Data entries ::
★ ★ ★ ★ ★

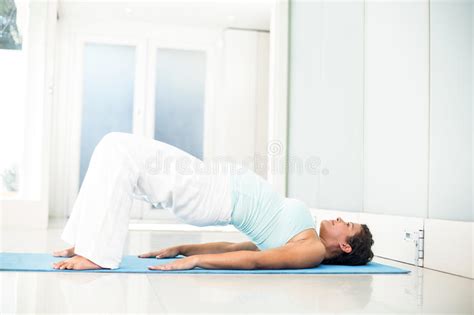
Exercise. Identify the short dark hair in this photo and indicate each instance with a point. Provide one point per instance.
(361, 253)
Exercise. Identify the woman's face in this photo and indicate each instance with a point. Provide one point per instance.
(338, 230)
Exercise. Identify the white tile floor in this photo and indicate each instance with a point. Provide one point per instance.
(421, 291)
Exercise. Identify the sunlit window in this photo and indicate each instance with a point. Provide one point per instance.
(13, 84)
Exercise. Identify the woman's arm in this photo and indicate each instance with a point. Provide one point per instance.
(215, 248)
(198, 249)
(299, 255)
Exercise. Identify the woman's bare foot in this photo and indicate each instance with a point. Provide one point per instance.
(76, 263)
(64, 253)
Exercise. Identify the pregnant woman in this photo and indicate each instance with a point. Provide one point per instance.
(281, 230)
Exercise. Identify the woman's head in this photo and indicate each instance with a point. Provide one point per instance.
(347, 243)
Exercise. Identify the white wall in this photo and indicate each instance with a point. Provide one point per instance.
(399, 140)
(326, 104)
(241, 120)
(414, 114)
(451, 110)
(396, 108)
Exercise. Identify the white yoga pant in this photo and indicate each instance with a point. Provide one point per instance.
(124, 166)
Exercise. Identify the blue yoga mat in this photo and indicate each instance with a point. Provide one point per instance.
(133, 264)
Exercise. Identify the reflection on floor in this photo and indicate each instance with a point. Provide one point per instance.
(421, 291)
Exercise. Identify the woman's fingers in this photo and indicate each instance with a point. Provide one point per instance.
(163, 253)
(148, 255)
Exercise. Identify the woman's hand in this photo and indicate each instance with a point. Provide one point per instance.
(163, 253)
(179, 264)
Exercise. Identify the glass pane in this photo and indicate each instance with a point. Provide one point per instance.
(13, 91)
(109, 74)
(179, 101)
(10, 36)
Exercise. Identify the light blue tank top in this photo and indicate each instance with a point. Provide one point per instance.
(267, 218)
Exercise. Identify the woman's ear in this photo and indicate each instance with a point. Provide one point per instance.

★ ★ ★ ★ ★

TASK TO COMPLETE ::
Starting at the line containing "Exercise. Identify the woman's fingers" and continuing through the end of the data, rewrite those lines with "glass pane" swapped for "window pane" and nothing else changed.

RESULT OF THIS EXERCISE ::
Exercise. Identify the woman's fingers in this photo and indicate each instance with a point. Provide one point per instance.
(163, 253)
(148, 255)
Exercise. Identify the woman's hand in this photo and indicate each instance with a point. Provide one point per instance.
(163, 253)
(179, 264)
Exercise. Identify the window pane in this photo and indicate each instance with a point. Provide one point per instance.
(13, 91)
(109, 74)
(179, 101)
(10, 36)
Exercise. Identify the light blue tank top in this photo and indicate each instance with a point. Provide one point per instance.
(267, 218)
Exercise. Identify the woman's ear in this photo and indicate each instance with a point. Provide one point per instance.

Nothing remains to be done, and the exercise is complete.